* [Your objective]: Your answer must be every line below, repeated exactly.

[Material for the task Boundary: Start]

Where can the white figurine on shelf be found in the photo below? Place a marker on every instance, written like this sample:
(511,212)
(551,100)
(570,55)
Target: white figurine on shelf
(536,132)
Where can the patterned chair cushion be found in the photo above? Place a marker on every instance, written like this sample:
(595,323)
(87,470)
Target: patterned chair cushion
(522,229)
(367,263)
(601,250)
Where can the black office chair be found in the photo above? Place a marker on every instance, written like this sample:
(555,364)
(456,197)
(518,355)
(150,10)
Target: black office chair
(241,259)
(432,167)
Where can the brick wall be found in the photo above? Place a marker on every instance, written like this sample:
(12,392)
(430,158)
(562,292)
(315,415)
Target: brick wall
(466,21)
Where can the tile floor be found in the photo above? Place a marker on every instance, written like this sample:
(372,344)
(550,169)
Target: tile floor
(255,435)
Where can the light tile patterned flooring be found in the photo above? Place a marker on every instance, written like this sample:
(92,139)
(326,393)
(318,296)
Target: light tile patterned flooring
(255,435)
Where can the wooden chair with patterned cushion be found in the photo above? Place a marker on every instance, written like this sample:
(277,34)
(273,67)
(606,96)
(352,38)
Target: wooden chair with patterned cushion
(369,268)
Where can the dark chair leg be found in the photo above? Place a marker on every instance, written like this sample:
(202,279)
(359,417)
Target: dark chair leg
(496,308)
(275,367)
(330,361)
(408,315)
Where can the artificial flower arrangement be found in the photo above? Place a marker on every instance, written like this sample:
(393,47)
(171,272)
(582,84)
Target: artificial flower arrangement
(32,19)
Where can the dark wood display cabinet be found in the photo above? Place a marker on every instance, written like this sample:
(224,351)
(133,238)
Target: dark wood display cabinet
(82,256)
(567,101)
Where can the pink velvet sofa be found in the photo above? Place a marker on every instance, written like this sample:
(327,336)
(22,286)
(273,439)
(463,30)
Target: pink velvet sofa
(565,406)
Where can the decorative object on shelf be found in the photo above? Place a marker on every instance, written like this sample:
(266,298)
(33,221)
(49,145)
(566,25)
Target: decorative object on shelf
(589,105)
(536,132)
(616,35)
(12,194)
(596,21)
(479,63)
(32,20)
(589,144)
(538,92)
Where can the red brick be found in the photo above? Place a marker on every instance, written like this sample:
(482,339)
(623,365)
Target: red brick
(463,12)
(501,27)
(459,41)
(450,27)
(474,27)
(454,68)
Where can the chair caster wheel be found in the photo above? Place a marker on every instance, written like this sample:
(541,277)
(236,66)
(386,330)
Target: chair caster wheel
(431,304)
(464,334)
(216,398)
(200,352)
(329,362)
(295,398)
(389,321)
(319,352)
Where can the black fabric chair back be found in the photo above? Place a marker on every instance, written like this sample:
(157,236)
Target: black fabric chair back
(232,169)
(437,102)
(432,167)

[Material for the task Boundary: End]

* [Solution for this exercise]:
Where can the white figurine on shelf be found in the photo below? Place a marker on every instance, written like this sample:
(511,212)
(551,100)
(570,55)
Target: white figurine on shelf
(536,132)
Where can the patterned chair cushion be found in the photo above? Place a marker on every instance, written like this sample:
(595,323)
(87,470)
Target: patterned chair cushion
(522,229)
(367,263)
(601,250)
Where can the black office chair be found in the photo above? Place a marker on every instance, written like this sample:
(555,364)
(456,197)
(518,355)
(150,10)
Target: black office chair
(241,259)
(432,167)
Where can the brick wall be found in the photo above? Place a marker on every instance, written like this sample:
(12,392)
(430,158)
(562,292)
(315,415)
Target: brick wall
(466,21)
Where can the tile floor be found in the photo above? Place a marker on every instance, written like this sample:
(372,344)
(550,169)
Target: tile floor
(255,435)
Where can the light tile patterned flooring be found in the photo above? Place a marker on every instance, written like this sample:
(92,139)
(326,393)
(318,296)
Target: light tile patterned flooring
(255,435)
Where can the wooden chair with patterned cushion be found in the photo above? Place a marker on every instance, written like this sample:
(277,34)
(273,67)
(606,96)
(352,38)
Target: wooden chair with patterned cushion
(369,268)
Where can the dark chair leg be found in the photo above? Place a marker on every instance, written like this sample:
(202,279)
(359,417)
Target: dark chair leg
(496,308)
(275,367)
(330,361)
(408,315)
Where can the artificial flower arrangement be found in the photo above? Place a marker on every instance, written like this sample:
(393,47)
(171,272)
(582,84)
Target: artificial flower arrangement
(32,19)
Where can the dark wood display cabinet be found in the photo above? Place a marker on every instance, written like this sample:
(224,351)
(133,238)
Target: dark wood display cabinet
(82,256)
(567,101)
Where can the pink velvet sofa be found in the photo above? Place a marker on every instance, written like this sample:
(327,336)
(22,286)
(273,439)
(463,30)
Target: pink velvet sofa
(565,406)
Where can the decorative object on shelf be found in the photo above? Place a marker on every instance, written like this sample:
(266,298)
(33,221)
(49,145)
(566,25)
Target: decorative object on shelf
(589,105)
(536,132)
(616,35)
(12,194)
(596,21)
(479,63)
(32,20)
(589,144)
(538,92)
Where can the red brick be found in the photo above? Place a marker on every instance, written like this sample:
(482,339)
(623,365)
Target: red brick
(463,12)
(501,27)
(459,41)
(450,27)
(474,27)
(454,68)
Where can the chair caster wheel be found in the photo above? Place a marker on every instance, written like this sample:
(541,277)
(236,66)
(386,330)
Target: chair caster wheel
(431,304)
(464,334)
(216,398)
(200,352)
(329,362)
(295,398)
(389,321)
(319,352)
Where can the black fabric chair back be found in the photo above? Place a marker on every instance, written like this sample:
(157,236)
Target: black fabric chair back
(232,169)
(437,102)
(432,167)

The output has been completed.